▶ **INPUT DATA**
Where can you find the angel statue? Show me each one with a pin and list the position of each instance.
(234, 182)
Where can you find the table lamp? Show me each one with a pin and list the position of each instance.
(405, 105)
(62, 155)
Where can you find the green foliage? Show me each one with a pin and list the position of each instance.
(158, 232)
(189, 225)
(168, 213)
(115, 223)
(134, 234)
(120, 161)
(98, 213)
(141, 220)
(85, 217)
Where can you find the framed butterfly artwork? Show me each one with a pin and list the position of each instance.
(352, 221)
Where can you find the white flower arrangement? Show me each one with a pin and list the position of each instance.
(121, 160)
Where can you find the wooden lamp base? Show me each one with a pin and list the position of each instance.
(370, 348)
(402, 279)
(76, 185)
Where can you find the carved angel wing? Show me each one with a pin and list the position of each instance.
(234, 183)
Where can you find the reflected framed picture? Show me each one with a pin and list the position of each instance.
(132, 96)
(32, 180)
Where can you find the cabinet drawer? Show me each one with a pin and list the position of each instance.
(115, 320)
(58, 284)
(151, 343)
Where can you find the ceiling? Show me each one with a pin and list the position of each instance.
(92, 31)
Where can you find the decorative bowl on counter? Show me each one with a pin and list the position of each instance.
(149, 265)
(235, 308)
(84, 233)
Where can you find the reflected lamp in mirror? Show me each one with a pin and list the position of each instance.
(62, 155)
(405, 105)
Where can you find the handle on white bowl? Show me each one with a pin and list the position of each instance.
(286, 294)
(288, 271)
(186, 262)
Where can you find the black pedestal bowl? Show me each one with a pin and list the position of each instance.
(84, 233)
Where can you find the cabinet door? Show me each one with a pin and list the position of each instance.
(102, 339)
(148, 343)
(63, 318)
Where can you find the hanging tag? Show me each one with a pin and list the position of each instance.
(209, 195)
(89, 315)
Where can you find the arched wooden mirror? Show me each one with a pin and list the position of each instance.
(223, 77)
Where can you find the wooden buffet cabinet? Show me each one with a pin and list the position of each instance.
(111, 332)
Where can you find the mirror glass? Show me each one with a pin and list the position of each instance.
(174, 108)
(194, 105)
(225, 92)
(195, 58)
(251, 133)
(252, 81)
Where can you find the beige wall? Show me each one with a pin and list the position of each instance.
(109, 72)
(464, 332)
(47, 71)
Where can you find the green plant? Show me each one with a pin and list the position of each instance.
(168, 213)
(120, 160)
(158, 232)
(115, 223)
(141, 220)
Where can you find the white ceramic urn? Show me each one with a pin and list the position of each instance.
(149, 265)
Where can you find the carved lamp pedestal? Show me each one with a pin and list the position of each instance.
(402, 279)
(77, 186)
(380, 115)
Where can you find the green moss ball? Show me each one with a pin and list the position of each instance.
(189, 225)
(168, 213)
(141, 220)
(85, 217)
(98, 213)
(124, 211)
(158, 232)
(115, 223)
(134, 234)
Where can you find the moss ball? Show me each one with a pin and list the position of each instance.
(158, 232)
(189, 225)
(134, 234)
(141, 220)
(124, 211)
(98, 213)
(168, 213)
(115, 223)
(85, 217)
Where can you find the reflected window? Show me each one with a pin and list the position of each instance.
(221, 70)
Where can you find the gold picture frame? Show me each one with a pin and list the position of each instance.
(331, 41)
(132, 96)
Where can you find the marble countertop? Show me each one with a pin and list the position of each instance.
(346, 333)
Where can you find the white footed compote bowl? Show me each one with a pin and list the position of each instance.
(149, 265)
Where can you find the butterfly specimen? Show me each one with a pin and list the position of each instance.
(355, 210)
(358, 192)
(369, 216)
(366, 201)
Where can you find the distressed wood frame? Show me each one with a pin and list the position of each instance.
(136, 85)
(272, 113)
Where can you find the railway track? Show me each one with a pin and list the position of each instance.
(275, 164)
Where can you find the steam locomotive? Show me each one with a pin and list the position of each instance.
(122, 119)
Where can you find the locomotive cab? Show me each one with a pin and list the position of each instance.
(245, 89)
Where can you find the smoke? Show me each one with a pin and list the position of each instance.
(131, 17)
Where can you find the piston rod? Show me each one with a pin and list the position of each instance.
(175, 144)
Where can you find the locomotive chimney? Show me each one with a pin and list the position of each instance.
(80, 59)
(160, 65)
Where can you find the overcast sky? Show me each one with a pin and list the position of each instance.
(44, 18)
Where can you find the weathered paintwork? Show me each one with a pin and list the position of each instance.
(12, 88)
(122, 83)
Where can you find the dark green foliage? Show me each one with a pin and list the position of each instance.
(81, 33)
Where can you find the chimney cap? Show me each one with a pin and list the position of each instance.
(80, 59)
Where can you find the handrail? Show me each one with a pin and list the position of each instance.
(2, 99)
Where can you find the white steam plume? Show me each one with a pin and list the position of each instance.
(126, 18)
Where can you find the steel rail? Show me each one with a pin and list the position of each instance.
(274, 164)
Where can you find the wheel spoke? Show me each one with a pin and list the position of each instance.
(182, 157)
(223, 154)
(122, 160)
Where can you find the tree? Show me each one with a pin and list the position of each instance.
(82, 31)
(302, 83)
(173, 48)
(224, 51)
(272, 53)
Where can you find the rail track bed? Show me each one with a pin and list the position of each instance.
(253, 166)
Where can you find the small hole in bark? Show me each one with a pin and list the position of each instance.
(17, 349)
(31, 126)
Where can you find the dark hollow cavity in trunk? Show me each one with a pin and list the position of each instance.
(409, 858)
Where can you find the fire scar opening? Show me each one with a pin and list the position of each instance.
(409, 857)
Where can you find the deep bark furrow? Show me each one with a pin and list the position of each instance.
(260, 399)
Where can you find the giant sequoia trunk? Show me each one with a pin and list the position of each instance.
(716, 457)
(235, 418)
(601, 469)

▶ **TASK GOAL**
Quote, word for word, every line starting at the one that contains "Where can you find the steel" and ending with the final line of the entries.

▶ **RESULT OF THIS EXERCISE**
Where can you find the steel rail? Show me each one with a pin and list the position of each instance.
(274, 164)
Where can you find the wheel spoke? Show me each one with a pin and list the position of each instance.
(182, 157)
(223, 154)
(122, 160)
Where can you find the tree? Show me each one with a pin and list the position of each instance.
(82, 31)
(302, 83)
(173, 48)
(224, 51)
(272, 53)
Where can you find the rail track bed? Show me each one with a pin and list the position of each instance.
(253, 166)
Where can you find the small hole in bark? Show me each one with a pin and list the position of each instance.
(17, 349)
(31, 126)
Where can you find the dark hollow cavity in trunk? Show me each one with a pin and list the position of each instance.
(409, 858)
Where can you find the fire scar opening? Show me each one with a pin and list the position of each instance.
(409, 857)
Where can you find the deep bark furrow? Show me each one with a pin and list the position of each instance.
(260, 399)
Where can you find the giant sequoia trunk? Show me each one with a pin and list the position of each instance.
(716, 457)
(235, 418)
(601, 469)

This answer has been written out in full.